**Extrait choisi**
_ _ _ _ _ _ _

Les chefs religieux bénéficient d’un large soutien populaire, surtout en milieu rural. Leur popularité s’amenuise mais elle reste toujours plus importante qu’au début de la guerre civile. Leur popularité représente un obstacle par rapport à l’influence de l’élite éduquée.

Partage du pouvoir

L’aristocratie tribale et les élites locales ont été les plus forts soutiens des Accords de Bonn pour la reconstruction et la démocratisation de l’Afghanistan. Malgré leur volonté de mettre en œuvre des modes de pouvoir occidentaux, la vie politique afghane reste animée autour des structures sociales traditionnelles, héritières des relations de pouvoir préexistantes. Chaque région est dirigée par un gouverneur, un ancien seigneur de guerre maintenu à son poste ou un nouveau gouverneur nommé par le gouvernement Karzaï. Au niveau régional, il est titulaire de l’autorité politique qu’il partage avec les mollahs. Ces derniers jouissent d’une réelle influence sur l’autorité publique en raison de leur forte légitimité populaire, mais ils ne s’y substituent pas. Ils règlent davantage les problèmes individuels voire privés, tandis que les gouverneurs s’occupent des questions qui concernent la collectivité par le biais d’audiences publiques. Enfin, les Shura sont des « assemblées de Sages » qui règlent des problèmes collectifs sociaux (répartition des terres, distribution de l’eau, …). Elles sont constituées par l’élection d’anciens de grandes familles. Elles sont de taille variable, selon les problèmes traités. Elles existent autant chez les Pachtouns, les Tadjiks, les Ouzbeks etc.

_ _ _ _ _ _ _

**Données affichées**
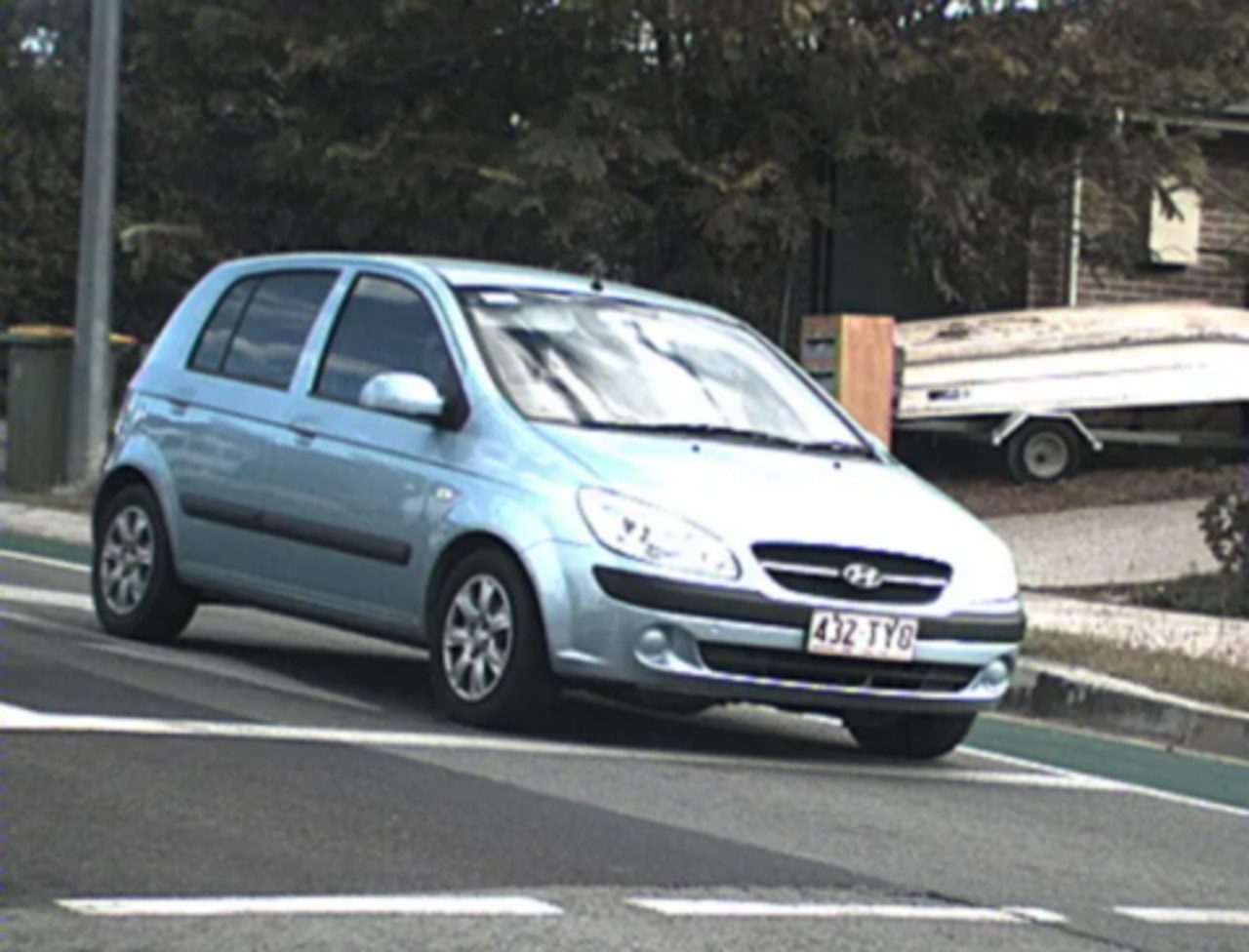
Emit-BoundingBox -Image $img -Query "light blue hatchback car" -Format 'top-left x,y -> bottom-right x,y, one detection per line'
93,254 -> 1025,757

_ _ _ _ _ _ _

**Consigne**
Recopiez en entier l'extrait sur le partage du pouvoir en Afghanistan, sans y changer un seul mot.

**Résultat obtenu**
Les chefs religieux bénéficient d’un large soutien populaire, surtout en milieu rural. Leur popularité s’amenuise mais elle reste toujours plus importante qu’au début de la guerre civile. Leur popularité représente un obstacle par rapport à l’influence de l’élite éduquée.

Partage du pouvoir

L’aristocratie tribale et les élites locales ont été les plus forts soutiens des Accords de Bonn pour la reconstruction et la démocratisation de l’Afghanistan. Malgré leur volonté de mettre en œuvre des modes de pouvoir occidentaux, la vie politique afghane reste animée autour des structures sociales traditionnelles, héritières des relations de pouvoir préexistantes. Chaque région est dirigée par un gouverneur, un ancien seigneur de guerre maintenu à son poste ou un nouveau gouverneur nommé par le gouvernement Karzaï. Au niveau régional, il est titulaire de l’autorité politique qu’il partage avec les mollahs. Ces derniers jouissent d’une réelle influence sur l’autorité publique en raison de leur forte légitimité populaire, mais ils ne s’y substituent pas. Ils règlent davantage les problèmes individuels voire privés, tandis que les gouverneurs s’occupent des questions qui concernent la collectivité par le biais d’audiences publiques. Enfin, les Shura sont des « assemblées de Sages » qui règlent des problèmes collectifs sociaux (répartition des terres, distribution de l’eau, …). Elles sont constituées par l’élection d’anciens de grandes familles. Elles sont de taille variable, selon les problèmes traités. Elles existent autant chez les Pachtouns, les Tadjiks, les Ouzbeks etc.